## JOB
Count the lines in the entries below that contain the string "leaf", treating uppercase and lowercase as different. Reply with the number only.

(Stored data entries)
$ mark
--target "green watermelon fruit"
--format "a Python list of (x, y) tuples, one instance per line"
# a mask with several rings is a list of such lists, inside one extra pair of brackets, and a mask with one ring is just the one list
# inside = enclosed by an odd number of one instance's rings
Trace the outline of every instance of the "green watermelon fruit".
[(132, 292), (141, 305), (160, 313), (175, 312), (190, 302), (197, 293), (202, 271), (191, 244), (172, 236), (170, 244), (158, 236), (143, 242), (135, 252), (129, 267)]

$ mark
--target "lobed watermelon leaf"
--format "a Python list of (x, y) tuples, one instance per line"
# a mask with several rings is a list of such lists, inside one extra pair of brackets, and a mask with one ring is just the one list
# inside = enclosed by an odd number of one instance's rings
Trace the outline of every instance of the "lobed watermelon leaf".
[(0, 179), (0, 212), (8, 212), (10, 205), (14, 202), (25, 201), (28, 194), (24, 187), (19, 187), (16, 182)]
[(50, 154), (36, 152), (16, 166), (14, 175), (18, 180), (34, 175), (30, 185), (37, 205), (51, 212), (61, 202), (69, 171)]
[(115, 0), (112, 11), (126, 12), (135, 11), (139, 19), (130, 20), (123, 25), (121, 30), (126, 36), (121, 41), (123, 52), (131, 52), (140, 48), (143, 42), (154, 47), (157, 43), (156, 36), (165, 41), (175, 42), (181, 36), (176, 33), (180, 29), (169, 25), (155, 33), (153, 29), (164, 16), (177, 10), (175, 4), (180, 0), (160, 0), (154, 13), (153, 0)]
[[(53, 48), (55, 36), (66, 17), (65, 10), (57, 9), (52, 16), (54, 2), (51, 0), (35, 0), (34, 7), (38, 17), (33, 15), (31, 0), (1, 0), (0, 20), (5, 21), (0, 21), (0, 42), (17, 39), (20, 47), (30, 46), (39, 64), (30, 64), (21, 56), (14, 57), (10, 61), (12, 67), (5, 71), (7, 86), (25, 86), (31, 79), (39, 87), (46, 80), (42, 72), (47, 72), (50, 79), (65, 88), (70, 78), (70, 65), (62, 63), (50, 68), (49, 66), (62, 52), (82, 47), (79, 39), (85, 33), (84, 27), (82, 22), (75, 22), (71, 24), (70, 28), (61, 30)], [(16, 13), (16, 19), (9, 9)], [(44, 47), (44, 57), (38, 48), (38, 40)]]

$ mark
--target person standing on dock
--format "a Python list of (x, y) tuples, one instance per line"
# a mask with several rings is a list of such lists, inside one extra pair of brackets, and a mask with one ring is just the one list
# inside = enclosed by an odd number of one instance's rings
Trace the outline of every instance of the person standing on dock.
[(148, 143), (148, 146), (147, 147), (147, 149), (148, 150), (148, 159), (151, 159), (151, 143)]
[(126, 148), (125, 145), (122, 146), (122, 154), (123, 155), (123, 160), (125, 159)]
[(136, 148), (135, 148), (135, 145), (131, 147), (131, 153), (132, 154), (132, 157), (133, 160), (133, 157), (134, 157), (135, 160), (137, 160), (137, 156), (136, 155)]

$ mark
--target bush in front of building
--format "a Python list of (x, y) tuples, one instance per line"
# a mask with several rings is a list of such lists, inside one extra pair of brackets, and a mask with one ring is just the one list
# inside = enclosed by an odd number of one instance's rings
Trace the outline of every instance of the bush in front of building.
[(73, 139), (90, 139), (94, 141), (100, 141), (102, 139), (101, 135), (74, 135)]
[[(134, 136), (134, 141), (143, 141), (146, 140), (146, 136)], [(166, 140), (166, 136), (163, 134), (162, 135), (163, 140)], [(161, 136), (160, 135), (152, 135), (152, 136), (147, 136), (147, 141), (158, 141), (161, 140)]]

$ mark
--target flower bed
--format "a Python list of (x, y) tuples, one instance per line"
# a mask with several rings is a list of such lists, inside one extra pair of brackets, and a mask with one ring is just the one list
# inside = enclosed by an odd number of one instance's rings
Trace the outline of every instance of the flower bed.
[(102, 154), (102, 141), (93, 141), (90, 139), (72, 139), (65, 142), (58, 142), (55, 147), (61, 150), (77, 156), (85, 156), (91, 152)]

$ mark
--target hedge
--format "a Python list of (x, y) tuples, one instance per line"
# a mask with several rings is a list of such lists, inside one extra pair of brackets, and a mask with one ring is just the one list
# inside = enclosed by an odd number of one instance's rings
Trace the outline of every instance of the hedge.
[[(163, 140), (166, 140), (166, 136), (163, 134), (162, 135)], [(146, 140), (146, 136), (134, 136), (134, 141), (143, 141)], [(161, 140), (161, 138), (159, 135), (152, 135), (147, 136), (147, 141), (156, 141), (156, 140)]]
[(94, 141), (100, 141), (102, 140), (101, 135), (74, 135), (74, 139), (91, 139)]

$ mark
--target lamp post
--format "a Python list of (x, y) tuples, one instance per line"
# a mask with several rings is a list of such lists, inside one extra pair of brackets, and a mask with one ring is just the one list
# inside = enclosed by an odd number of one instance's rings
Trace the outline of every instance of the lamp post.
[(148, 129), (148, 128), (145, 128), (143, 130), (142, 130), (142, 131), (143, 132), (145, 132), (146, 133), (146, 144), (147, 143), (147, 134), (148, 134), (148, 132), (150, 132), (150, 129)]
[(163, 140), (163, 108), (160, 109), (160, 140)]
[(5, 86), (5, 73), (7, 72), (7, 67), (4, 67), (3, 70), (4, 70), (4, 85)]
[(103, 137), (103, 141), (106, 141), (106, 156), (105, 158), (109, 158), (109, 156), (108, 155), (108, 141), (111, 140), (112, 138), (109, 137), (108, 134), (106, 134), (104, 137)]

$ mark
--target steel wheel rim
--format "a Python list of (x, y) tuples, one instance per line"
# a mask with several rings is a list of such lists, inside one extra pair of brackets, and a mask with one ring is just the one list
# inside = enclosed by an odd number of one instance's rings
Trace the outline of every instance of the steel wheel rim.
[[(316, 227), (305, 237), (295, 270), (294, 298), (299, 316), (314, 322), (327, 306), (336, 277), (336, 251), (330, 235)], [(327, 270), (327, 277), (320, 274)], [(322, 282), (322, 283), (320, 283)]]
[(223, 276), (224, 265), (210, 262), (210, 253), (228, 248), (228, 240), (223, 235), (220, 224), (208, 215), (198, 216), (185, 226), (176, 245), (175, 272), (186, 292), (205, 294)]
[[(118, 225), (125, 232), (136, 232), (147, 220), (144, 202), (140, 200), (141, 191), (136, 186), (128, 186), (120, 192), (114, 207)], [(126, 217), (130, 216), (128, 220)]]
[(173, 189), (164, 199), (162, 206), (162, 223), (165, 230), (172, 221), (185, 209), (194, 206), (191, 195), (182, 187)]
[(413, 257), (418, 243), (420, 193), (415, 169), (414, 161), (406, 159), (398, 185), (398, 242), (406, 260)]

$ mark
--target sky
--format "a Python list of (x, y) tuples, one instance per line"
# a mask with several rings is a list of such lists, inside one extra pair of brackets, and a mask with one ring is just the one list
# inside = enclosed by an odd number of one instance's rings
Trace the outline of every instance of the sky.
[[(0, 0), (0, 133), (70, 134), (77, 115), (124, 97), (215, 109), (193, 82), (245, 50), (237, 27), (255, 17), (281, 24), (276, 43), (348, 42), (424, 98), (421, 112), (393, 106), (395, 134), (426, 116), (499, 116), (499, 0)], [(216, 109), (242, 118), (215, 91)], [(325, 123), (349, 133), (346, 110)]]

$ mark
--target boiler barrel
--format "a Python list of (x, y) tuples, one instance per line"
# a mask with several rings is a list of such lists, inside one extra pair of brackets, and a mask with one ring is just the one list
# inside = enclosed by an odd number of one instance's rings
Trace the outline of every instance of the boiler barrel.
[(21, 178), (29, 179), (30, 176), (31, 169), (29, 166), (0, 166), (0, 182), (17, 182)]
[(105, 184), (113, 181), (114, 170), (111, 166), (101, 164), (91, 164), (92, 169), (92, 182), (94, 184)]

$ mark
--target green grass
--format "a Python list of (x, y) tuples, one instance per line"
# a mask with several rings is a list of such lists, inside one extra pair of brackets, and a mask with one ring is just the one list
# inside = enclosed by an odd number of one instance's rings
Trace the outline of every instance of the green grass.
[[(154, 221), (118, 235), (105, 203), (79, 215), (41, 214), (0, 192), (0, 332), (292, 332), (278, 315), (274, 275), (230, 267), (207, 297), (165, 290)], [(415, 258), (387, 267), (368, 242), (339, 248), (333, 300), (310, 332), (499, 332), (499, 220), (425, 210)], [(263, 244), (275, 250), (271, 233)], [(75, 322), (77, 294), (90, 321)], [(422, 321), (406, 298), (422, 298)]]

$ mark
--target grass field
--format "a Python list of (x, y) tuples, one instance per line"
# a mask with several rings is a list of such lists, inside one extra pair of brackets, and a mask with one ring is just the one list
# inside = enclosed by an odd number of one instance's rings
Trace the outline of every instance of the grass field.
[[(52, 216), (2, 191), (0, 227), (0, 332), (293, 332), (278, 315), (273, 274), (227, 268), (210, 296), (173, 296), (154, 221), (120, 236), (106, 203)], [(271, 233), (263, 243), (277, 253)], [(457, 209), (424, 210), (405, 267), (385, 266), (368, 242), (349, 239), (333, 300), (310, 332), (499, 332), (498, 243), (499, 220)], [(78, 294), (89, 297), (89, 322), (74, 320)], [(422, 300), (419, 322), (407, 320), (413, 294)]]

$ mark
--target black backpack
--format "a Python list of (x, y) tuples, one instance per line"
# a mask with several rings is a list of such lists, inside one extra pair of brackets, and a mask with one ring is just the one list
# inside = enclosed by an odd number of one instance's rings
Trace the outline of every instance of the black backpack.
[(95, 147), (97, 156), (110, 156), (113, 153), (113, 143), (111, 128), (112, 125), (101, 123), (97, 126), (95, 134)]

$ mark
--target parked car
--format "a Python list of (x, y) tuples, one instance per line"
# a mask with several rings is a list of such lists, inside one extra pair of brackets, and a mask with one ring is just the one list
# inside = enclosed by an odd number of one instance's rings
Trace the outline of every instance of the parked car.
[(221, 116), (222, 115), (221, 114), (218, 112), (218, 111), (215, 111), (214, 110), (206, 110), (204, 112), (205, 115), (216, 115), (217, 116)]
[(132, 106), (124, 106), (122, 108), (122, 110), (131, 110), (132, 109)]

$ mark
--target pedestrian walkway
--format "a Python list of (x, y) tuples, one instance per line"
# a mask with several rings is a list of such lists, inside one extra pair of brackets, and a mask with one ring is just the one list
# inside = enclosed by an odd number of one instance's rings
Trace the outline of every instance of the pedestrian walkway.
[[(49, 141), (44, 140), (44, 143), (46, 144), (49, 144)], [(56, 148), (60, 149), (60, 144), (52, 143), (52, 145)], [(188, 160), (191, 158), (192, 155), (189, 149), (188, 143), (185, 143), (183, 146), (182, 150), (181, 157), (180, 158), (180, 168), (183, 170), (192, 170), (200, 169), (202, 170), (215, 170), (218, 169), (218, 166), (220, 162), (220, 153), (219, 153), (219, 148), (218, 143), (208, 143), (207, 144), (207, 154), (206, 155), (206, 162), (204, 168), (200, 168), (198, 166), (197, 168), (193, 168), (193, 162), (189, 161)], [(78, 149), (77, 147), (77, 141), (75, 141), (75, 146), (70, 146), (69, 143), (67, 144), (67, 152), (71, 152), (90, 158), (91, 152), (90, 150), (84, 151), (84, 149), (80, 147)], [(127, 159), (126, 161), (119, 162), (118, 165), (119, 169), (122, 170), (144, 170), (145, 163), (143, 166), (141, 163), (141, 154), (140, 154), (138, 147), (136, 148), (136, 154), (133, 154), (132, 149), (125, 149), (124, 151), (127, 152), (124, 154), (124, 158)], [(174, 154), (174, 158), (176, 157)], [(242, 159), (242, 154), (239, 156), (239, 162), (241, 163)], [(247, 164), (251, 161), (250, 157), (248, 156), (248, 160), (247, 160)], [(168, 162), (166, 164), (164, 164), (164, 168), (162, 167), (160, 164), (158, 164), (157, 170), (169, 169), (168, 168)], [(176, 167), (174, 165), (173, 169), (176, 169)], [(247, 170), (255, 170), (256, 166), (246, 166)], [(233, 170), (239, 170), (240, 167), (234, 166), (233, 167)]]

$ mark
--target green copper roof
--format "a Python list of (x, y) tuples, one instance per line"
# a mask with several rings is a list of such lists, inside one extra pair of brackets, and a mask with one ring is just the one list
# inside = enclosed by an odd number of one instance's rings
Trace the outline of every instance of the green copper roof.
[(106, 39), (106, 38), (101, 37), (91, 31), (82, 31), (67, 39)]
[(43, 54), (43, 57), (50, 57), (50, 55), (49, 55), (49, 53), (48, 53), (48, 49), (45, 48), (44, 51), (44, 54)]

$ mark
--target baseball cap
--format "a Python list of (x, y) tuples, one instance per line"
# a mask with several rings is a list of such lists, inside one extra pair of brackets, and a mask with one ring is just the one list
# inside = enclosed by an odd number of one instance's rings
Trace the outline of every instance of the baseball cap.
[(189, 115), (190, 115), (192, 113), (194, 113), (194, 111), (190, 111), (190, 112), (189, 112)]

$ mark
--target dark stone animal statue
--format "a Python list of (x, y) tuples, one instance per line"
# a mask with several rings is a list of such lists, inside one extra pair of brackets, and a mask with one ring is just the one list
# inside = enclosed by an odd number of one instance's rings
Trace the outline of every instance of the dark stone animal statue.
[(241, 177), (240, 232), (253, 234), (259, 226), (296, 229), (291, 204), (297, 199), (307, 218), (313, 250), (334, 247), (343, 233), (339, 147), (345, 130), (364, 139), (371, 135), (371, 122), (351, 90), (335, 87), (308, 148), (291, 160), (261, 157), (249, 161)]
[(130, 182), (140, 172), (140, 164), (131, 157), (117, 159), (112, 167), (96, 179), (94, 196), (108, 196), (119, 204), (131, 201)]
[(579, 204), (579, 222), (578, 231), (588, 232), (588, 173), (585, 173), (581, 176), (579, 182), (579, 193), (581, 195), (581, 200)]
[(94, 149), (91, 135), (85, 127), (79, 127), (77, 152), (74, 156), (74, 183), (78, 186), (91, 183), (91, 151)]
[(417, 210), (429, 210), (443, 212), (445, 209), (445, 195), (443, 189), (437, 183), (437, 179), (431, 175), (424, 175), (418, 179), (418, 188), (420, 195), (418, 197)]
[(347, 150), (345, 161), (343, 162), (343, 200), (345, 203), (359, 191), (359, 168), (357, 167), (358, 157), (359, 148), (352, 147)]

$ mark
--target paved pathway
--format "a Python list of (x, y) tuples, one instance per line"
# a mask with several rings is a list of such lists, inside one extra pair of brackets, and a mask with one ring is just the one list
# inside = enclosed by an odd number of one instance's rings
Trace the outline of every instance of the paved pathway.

## ANSWER TO THE EXERCISE
2